## Problem details
Return, word for word, everything in the passage on Portuguese merger notification from "Authority / Source" down to "When to notify?".

## Text passage
Authority / Source
- Portuguese Competition Authority (PCA) (Autoridade da Concorrência)
- Law No. 19 / 2012, of 08 May 2012
Mandatory / Voluntary
When to notify?
There are is no specific term for submitting the notification to the PCA. However, the legal effects of any acts of implementation of the concentration are, by law, conditional on receiving the prior approval of the PCA. A transaction can be notified prior to the date of conclusion of a binding agreement (if the parties can demonstrate a serious intention to enter into an agreement) and has to be notified following the conclusion of a binding agreement or of the preliminary announcement of a public offer of acquisition or exchange or, in the case of a concentration arising from a public tender, after the tender selection and before entering into the public contract.
A concentration has to be notified where:
- the parties acquire, create or reinforce a market share equal to or greater than 50% of the domestic market in a specific product or service, or in a substantial part thereof; or
- the parties acquire, create or reinforce a market share equal to or greater than 30% of the domestic market in a specific product or service, or in a substantial part thereof, where the individual turnover, in Portugal, in the previous financial year, of at least two of the undertakings concerned in the concentration is greater than EUR 5 m, net of taxes directly related to such a turnover; or
- the parties have an aggregate turnover in Portugal, in the previous financial year, of more than EUR 100 m, net of taxes directly related to such a turnover, as long as the turnover in Portugal of at least two of these undertakings is above EUR 5 m.
Obligation on whom
The notification of a concentration to the PCA is made:
- jointly by the parties involved in the merger, for a newly created joint venture or for acquisition of joint control over the whole or part of one or more undertakings;
- individually by the party acquiring exclusive control of the whole or part of one or more undertakings.

## Collected data
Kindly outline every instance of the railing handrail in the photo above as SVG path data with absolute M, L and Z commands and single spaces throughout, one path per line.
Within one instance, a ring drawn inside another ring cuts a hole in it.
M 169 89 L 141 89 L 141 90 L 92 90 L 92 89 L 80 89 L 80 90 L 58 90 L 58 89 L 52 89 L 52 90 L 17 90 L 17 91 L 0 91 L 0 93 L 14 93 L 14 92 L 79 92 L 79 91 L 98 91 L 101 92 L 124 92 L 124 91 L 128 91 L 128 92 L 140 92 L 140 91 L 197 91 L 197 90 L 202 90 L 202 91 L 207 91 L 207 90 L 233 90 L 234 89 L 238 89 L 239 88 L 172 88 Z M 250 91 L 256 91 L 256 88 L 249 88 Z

## Response to the task
Authority / Source
- Portuguese Competition Authority (PCA) (Autoridade da Concorrência)
- Law No. 19 / 2012, of 08 May 2012
Mandatory / Voluntary
When to notify?